# start of Listing

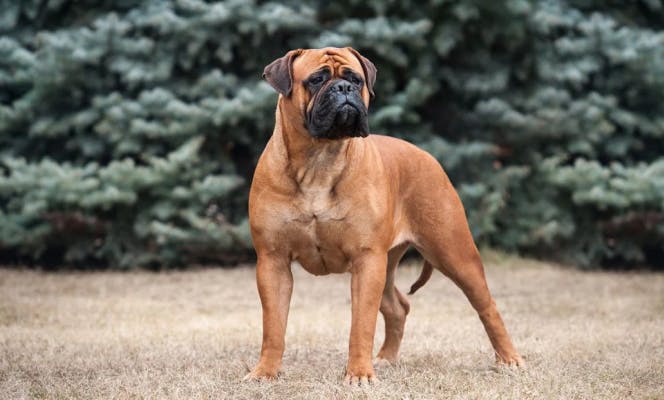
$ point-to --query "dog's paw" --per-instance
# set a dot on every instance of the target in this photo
(360, 376)
(512, 360)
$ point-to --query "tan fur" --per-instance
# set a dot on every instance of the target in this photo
(354, 205)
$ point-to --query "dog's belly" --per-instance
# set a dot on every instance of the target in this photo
(320, 247)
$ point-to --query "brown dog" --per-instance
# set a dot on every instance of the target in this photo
(334, 199)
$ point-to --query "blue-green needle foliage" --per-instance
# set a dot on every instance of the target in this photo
(129, 129)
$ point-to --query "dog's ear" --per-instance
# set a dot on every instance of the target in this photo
(368, 68)
(279, 73)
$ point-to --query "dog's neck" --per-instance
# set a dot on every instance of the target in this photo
(312, 163)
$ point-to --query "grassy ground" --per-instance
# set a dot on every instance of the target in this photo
(194, 334)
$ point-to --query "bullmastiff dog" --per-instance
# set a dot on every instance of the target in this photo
(336, 199)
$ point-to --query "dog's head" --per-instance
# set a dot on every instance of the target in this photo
(328, 88)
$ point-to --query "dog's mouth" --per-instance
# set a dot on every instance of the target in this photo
(346, 116)
(337, 121)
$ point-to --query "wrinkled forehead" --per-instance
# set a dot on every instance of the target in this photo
(313, 60)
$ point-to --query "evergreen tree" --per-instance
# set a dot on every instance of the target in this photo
(129, 130)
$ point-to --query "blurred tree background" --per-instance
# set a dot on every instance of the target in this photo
(129, 129)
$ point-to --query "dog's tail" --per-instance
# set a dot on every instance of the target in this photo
(427, 270)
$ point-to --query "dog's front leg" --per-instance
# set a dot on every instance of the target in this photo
(367, 283)
(275, 286)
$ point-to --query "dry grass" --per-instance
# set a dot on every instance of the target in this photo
(192, 335)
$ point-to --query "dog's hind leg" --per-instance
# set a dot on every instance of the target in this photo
(394, 306)
(451, 249)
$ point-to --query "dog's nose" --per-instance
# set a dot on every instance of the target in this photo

# end of Listing

What the task asks> Take the entries shown above and quote them verbatim, passing over the pictures.

Response>
$ point-to --query "dog's paw" --per-instance
# set a dot on every instance of the target in this photo
(360, 376)
(512, 360)
$ point-to --query "tan fur" --per-instance
# set a dot on every instance of the target in this photo
(354, 205)
$ point-to --query "dog's belly" --per-instance
# set a dot on every instance of the target in this photo
(320, 247)
$ point-to --query "brown dog" --per-instance
# set a dot on every instance of the target in this photo
(334, 199)
$ point-to --query "blue-green needle foliage" --per-instance
# set a dot on every instance of the target in this photo
(129, 129)
$ point-to --query "dog's ear" --per-instance
# set a dot on every instance of the target in this photo
(368, 68)
(279, 73)
$ point-to --query "dog's neck" --per-instance
# set a dot on every instance of the target in this photo
(312, 163)
$ point-to --query "grassy ground" --per-instance
# set a dot on every instance of the target in this photo
(194, 334)
$ point-to --query "bullmastiff dog" --per-instance
# set a dot on every instance of the target in this photo
(336, 199)
$ point-to --query "dog's head" --per-instance
# set a dot on every instance of the target in this photo
(328, 88)
$ point-to --query "dog's mouth" --per-instance
# set a dot on every instance of the target in this photo
(346, 116)
(337, 121)
$ point-to --query "wrinkled forehead" --per-instance
# set a dot on every instance of the target in this photo
(313, 60)
$ point-to --query "evergreen tree" --per-instance
# set a dot on every instance of the target in this photo
(129, 130)
$ point-to --query "blurred tree background" --per-instance
# set a dot on every instance of the target in this photo
(129, 129)
$ point-to --query "dog's tail" --per-instance
# set a dot on every instance of the target in this photo
(427, 270)
$ point-to --query "dog's front leg" --per-instance
# set a dot on every instance of the target in this photo
(367, 283)
(275, 286)
$ point-to --query "dry grass" --per-instance
# set a dot on every instance of the target in this photo
(192, 335)
$ point-to --query "dog's hind leg" --per-instance
# set a dot on every instance of the target in this photo
(394, 306)
(451, 249)
$ point-to --query "dog's nose" --per-instance
# set a dot on every instance of the target in this photo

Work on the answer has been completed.